##### Supplied material

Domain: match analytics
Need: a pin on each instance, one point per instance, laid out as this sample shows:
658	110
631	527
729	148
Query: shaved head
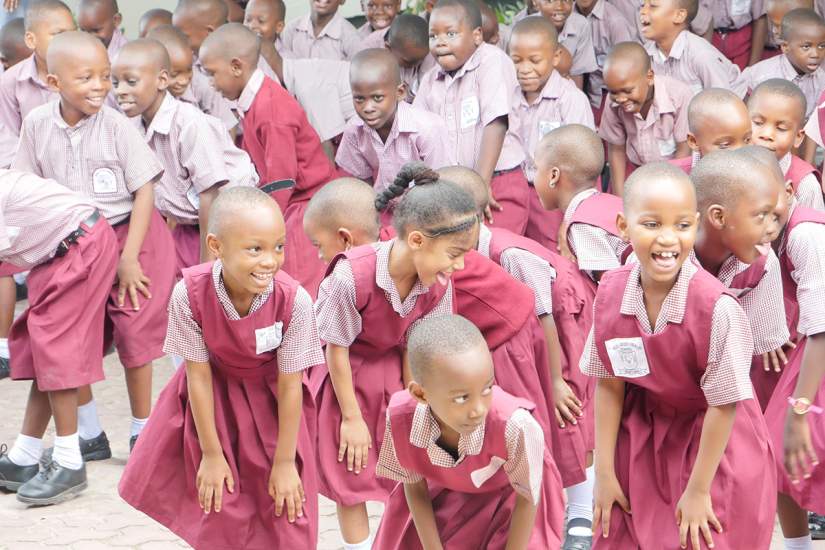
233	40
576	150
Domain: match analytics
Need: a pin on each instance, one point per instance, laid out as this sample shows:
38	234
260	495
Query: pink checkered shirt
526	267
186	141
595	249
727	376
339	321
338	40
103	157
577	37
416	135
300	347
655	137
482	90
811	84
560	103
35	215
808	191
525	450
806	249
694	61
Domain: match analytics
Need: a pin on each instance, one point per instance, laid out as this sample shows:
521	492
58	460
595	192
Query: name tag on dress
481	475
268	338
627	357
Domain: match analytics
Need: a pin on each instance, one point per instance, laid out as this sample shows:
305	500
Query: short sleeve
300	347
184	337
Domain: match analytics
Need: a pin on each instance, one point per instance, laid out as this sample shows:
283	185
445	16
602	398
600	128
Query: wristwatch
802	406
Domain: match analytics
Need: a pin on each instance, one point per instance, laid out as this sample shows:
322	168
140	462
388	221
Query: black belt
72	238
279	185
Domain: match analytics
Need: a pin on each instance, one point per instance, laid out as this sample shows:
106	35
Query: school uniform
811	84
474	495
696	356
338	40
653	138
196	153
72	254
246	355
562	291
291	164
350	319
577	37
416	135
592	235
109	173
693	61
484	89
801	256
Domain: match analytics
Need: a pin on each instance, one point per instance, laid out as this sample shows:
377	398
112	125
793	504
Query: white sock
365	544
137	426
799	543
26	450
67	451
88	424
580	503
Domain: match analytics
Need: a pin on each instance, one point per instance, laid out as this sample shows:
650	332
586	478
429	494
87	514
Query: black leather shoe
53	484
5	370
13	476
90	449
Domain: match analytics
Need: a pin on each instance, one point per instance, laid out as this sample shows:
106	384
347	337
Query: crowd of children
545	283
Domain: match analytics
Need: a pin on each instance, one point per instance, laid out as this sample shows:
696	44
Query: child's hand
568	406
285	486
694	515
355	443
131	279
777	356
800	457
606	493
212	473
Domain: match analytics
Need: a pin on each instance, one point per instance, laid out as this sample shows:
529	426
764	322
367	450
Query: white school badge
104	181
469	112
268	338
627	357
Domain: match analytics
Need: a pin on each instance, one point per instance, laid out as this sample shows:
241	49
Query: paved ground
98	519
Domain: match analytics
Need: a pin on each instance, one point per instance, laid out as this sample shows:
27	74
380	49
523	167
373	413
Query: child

##########
##### Supplied material

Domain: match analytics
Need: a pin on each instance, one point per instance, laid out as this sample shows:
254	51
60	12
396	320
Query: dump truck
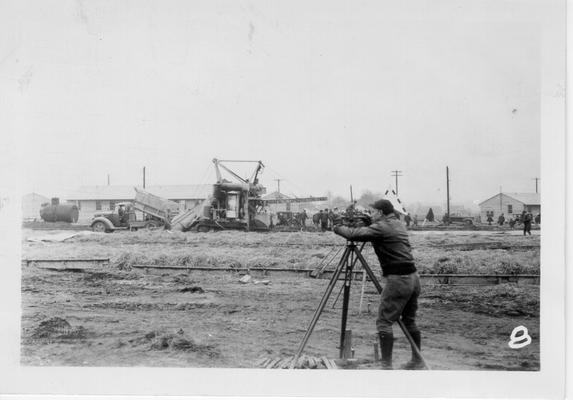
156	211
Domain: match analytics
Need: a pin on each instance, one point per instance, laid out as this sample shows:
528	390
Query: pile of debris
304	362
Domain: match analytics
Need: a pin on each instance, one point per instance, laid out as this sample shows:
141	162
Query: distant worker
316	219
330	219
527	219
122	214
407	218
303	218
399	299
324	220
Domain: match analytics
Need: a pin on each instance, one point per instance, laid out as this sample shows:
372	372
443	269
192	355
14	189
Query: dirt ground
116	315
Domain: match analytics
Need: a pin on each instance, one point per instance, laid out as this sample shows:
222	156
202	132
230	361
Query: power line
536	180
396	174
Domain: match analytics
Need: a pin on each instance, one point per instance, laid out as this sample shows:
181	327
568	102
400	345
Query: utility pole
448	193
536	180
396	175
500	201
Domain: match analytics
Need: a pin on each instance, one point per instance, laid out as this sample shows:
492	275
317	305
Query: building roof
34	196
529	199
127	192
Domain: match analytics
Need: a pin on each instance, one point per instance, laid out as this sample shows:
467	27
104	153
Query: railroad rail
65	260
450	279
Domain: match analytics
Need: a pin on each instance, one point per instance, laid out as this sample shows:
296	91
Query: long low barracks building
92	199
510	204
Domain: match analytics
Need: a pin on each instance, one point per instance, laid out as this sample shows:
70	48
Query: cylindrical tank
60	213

##########
##### Supplied material

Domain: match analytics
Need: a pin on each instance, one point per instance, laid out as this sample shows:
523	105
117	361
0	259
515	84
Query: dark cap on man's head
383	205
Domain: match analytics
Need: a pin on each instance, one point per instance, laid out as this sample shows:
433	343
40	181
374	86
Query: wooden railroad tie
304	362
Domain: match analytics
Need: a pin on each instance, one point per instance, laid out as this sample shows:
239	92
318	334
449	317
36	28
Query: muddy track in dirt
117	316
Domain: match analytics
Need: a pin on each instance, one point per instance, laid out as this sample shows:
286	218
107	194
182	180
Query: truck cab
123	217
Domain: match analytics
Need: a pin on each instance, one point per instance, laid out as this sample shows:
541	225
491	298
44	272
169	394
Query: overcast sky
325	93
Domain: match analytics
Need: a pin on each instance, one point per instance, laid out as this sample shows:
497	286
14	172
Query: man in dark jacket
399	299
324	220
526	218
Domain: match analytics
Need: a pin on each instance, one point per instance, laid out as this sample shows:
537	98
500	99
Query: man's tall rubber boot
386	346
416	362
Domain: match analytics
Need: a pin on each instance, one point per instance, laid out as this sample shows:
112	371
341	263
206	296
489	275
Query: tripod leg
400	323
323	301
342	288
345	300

##########

**Direction**
Please pull out every line of the records that contains the string "white", copying each such line unchanged. Match case exactly.

**The reply**
Query: white sock
Query: white school badge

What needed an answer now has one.